===== STUDY TEXT

… Experts Plead with President
By Kuvee Kangueehi
Deputy Dean of the Faculty of Economics at the University of Namibia (Unam), Dr Omu Kakujaha-Matundu, believes the State of the Nation address that President Hifikepunye Pohamba is expected to deliver today will be most difficult for the Head of State.
The economist said all economic fundamentals are against Namibia and with unemployment standing at 37 percent the country faces a difficult economic situation.
He said some of the major economic factors affecting the Namibian economy negatively are the global economic slowdown, high inflation rate which currently stands at 8,3 percent, interest rate which stands at 14 percent and high fuel prices.
He added that combined with the looming electricity shortage in the entire southern African region and the floods in the northern parts of Namibia, the economic picture is really gloomy.
Kakujaha-Matundu made these observations on Tuesday morning at a media conference where various experts from Unam gave their analysis on key issues the Head of State was expected to address when he delivers the State of the Nation address this afternoon.
The economist added that the biggest challenge for Pohamba is to inform the Namibian nation how the country is going to address these serious problems.
“The Government must give a data-driven solution to these problems and the solution should be based on a research the Government has undertaken and not a gut-feeling solution.”
Kakujaha-Matundu said with the high interest rates, people are starting to lose their houses as they simply cannot afford them and the Government must provide relief for home owners before the situation turns into a crisis.
He added that farmers with debts at Agribank are also facing a serious crisis, as interest rates are high while they struggled with drought end of last year.
The economist noted that food prices have increased and low-income earners can simply not afford food, while the Electricity Control Broad is trying to pass high electricity prices onto consumers.
He noted that with the economy slowing down, people are likely to lose their jobs, thus the President should tell the people what his Government is doing.
He added that the President needs to inform farmers what is happening with Economic Partnership Agreements. If there are sticky points, the public must be informed about them.
He said the President should use the State of the Nation address to project the future of the country and as a platform to sell Vision 2030 to the nation.
He concluded that the President should not evade questions from parliamentarians by inviting them to State House but should answer them on the spot because the parliamentarians represent the people.
At the same occasion, Zach Kazapua the Pro-vice Chancellor for Administration and Finance and an expert on education said the big issue the president is expected to address is the Education and Training Sector Improvement Programme.
Kazapua said education in the country is a serious problem especially grades 10 and 12 and the President must allocate funds for research to determine what contributes to the high failure rates in the two grades.
He noted that while it is a welcome move to pump more money into education, it is critical to determine the factors that contribute to the problem.
The pro-vice chancellor said the common factor in schools performing well is that the schools are well-managed and there is better discipline.
He noted that these two factors can be attributed to better-qualified teachers and if research money is allocated to Unam, proper diagnoses can be made.

==========

TASK REQUIREMENTS >>
**A.** Answer these from the article on the State of the Nation address:
(i) What unemployment rate does the economist give for Namibia?
(ii) At what level does the interest rate currently stand?
(iii) What post does Zach Kazapua hold?
**B.** Reproduce word for word the passage of the State of the Nation article starting with "Kazapua said education" and going on through "to the problem.".
The data below was taken from a different source than the article.

===== INPUT DATA

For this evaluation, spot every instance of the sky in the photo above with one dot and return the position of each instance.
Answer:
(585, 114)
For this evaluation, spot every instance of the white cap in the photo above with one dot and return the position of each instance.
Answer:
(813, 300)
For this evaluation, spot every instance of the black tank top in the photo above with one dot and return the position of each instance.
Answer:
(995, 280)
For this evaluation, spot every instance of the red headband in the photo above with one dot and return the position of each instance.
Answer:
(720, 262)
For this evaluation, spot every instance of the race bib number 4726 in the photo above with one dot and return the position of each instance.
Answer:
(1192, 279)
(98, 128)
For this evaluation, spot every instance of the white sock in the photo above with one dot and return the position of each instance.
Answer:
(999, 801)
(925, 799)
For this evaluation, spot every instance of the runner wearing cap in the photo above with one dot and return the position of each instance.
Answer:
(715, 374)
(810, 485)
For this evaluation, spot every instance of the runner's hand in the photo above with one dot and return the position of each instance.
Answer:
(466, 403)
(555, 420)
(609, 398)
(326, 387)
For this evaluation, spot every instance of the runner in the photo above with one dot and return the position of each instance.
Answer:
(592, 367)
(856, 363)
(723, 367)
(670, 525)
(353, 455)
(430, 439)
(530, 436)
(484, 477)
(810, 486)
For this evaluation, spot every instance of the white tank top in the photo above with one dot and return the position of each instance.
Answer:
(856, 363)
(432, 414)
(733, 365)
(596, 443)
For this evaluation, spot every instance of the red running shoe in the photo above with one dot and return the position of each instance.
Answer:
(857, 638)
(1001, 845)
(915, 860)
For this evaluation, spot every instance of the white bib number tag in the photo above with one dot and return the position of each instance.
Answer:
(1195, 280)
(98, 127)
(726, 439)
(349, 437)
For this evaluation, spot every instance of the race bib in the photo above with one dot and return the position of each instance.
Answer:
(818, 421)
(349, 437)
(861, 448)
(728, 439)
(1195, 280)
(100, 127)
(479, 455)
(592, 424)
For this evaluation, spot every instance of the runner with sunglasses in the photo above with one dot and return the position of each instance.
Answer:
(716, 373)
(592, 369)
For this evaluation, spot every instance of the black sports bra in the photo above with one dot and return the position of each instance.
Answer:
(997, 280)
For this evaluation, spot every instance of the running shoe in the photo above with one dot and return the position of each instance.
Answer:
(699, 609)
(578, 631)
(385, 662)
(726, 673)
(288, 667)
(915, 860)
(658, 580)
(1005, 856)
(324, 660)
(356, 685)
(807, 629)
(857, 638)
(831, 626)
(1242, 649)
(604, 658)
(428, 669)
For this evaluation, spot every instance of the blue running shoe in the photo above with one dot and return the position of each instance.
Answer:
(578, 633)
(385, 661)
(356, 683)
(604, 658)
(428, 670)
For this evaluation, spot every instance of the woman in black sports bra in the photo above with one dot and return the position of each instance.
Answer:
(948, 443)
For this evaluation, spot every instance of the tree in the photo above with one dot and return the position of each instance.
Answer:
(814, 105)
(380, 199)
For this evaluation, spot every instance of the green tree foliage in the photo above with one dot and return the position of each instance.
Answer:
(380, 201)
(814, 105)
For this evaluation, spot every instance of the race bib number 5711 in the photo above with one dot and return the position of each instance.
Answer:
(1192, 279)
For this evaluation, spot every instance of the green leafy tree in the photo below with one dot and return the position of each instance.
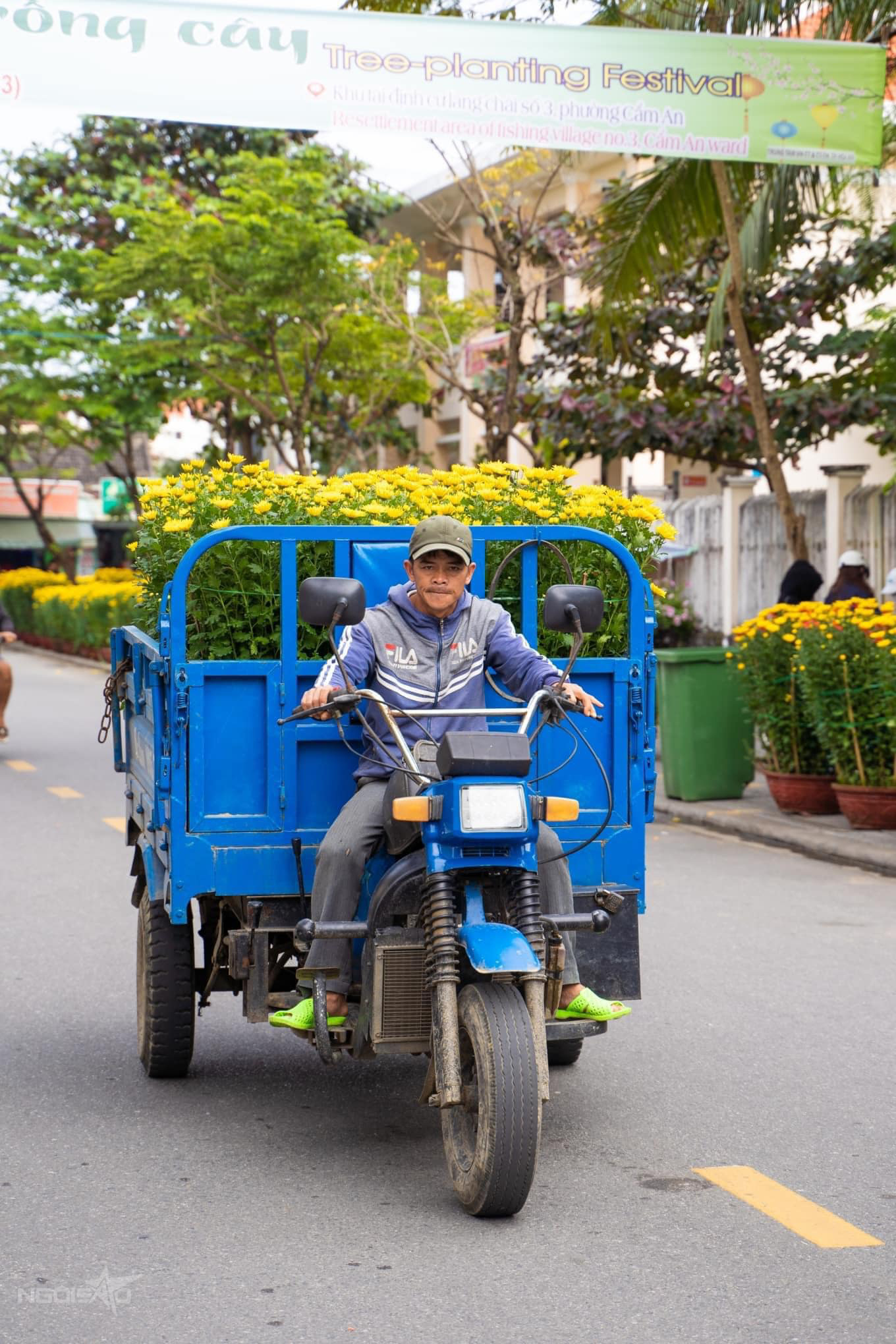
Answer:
(66, 204)
(652, 222)
(261, 294)
(527, 249)
(659, 385)
(38, 416)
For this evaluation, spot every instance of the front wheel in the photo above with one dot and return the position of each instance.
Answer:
(492, 1138)
(165, 997)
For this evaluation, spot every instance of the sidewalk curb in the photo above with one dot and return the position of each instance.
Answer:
(781, 835)
(20, 647)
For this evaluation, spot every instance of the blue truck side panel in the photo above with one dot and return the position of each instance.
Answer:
(217, 791)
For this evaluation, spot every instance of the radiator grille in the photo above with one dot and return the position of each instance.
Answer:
(406, 1014)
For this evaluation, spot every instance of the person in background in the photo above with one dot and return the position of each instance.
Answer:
(800, 584)
(7, 636)
(852, 578)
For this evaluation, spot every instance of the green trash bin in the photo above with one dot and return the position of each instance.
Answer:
(706, 734)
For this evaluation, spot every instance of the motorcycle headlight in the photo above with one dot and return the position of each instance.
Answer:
(493, 807)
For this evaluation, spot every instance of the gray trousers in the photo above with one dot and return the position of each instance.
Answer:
(340, 864)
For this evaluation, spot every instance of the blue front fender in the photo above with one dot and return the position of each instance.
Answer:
(492, 947)
(496, 948)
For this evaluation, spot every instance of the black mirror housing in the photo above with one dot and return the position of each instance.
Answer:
(586, 600)
(322, 600)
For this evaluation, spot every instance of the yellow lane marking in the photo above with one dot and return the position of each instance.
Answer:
(800, 1216)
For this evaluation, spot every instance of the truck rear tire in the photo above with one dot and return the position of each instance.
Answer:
(165, 991)
(565, 1051)
(492, 1138)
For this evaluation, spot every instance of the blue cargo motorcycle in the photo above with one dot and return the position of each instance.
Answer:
(455, 959)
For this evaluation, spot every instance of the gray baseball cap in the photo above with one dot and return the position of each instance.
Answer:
(441, 534)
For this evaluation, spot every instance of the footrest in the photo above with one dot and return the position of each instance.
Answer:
(574, 1030)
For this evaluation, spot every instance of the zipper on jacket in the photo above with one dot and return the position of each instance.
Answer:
(438, 665)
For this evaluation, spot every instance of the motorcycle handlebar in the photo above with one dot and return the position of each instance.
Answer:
(336, 703)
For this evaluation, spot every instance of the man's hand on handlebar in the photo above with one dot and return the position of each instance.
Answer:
(318, 696)
(586, 703)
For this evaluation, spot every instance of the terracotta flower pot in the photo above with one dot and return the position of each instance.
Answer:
(866, 807)
(809, 793)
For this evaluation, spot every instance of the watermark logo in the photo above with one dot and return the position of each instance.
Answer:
(107, 1289)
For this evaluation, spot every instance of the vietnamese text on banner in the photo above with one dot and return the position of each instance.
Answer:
(617, 90)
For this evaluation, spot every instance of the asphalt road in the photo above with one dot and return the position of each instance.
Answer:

==========

OUTPUTS IN ORDER >>
**A.**
(i) 37 percent
(ii) 14 percent
(iii) Pro-vice Chancellor for Administration and Finance

**B.**
Kazapua said education in the country is a serious problem especially grades 10 and 12 and the President must allocate funds for research to determine what contributes to the high failure rates in the two grades.
He noted that while it is a welcome move to pump more money into education, it is critical to determine the factors that contribute to the problem.